SUPPLIED TEXT below:

Phone Scam

What Crooks Want from Us and How They Get It

PASCO COUNTY, Fla. – As the world turns, con artists are finding new ways to creep into every aspect of our lives.  From our pocketbooks, investments, our hearts, and sexuality, to our possessions, our emails, our texts, and our beloved animals and children – and more – global con games have organized for decades and are now reaping billions of dollars for patiently mastering the art of duping us. 

The stories of broken hearts, sexual abuse, suicide, bankruptcy, tainted reputations, and loss of material and financial stability have been largely left unreported due to victim humiliation and the disbelief that they could be so blind. 

Phone Scam

But they’re not blind. 

The con artist is cunning and is not just a single individual of bad character that just happens to cross our path in life.  Rather, he or she is just as often a team member of a large criminal operation where, like in any legitimate industry, they execute their duties according to the fraudulent operation’s training sessions and list of “best practices.”

End of SUPPLIED TEXT.
MATERIAL PROVIDED below:

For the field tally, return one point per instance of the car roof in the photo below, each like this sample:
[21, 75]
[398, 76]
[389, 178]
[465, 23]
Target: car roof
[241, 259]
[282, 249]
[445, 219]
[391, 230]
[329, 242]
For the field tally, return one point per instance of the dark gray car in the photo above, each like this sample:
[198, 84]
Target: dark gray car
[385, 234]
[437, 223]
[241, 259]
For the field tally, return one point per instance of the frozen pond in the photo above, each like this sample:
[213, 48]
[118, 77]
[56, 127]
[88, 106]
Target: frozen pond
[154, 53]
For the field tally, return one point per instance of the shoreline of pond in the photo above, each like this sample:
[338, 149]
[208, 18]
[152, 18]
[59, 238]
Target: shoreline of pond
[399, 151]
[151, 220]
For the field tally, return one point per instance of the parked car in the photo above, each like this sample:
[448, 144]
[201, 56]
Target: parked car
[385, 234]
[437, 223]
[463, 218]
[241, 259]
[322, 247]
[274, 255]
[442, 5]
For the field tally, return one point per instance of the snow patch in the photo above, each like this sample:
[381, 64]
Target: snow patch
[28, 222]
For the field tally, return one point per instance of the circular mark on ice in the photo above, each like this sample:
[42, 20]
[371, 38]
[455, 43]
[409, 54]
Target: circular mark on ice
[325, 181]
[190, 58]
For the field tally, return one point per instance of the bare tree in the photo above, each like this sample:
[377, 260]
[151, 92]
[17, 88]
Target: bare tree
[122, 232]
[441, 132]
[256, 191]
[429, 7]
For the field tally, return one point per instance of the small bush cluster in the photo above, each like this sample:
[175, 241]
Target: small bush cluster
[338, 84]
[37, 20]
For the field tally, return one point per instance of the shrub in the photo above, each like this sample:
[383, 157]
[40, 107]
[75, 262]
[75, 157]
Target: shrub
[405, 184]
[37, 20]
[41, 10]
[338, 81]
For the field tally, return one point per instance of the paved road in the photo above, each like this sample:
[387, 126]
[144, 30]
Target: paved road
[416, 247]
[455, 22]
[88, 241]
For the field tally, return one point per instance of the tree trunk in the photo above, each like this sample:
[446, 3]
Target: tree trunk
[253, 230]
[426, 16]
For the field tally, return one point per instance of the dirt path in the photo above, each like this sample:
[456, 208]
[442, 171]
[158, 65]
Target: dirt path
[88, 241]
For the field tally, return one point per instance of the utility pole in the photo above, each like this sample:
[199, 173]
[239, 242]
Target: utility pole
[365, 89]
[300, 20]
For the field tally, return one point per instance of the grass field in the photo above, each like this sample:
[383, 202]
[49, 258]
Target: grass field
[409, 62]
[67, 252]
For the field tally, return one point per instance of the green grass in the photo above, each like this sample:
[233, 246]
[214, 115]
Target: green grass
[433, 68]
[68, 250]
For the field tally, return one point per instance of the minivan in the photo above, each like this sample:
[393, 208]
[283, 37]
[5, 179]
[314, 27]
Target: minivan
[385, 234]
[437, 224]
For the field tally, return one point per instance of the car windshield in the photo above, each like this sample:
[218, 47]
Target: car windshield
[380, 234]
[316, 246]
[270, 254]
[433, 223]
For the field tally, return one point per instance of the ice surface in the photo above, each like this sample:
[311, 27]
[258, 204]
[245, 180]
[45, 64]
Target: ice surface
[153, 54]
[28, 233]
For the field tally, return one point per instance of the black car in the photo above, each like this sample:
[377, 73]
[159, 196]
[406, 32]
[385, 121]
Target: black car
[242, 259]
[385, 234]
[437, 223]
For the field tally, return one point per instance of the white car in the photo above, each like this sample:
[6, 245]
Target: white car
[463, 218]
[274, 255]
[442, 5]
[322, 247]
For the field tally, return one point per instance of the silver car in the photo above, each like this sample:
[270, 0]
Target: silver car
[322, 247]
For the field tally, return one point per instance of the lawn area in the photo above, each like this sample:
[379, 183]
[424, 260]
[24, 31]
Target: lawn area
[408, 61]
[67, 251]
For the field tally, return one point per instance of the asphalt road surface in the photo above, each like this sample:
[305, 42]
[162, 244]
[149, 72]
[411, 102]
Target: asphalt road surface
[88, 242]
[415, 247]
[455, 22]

End of MATERIAL PROVIDED.

_PROBLEM A_:
In the phone scam article, what has kept most of the victims' stories from being reported?
_PROBLEM B_:
Shorten the paragraph of the phone scam article that begins "The con artist is cunning," keeping its main facts.

_EXERCISE RESPONSE A_:
Victim humiliation and the disbelief that they could be so blind.

_EXERCISE RESPONSE B_:
The cunning con artist is often not a lone person of bad character but a member of a large criminal operation. As in a legitimate industry, they carry out their duties according to the operation's training sessions and "best practices."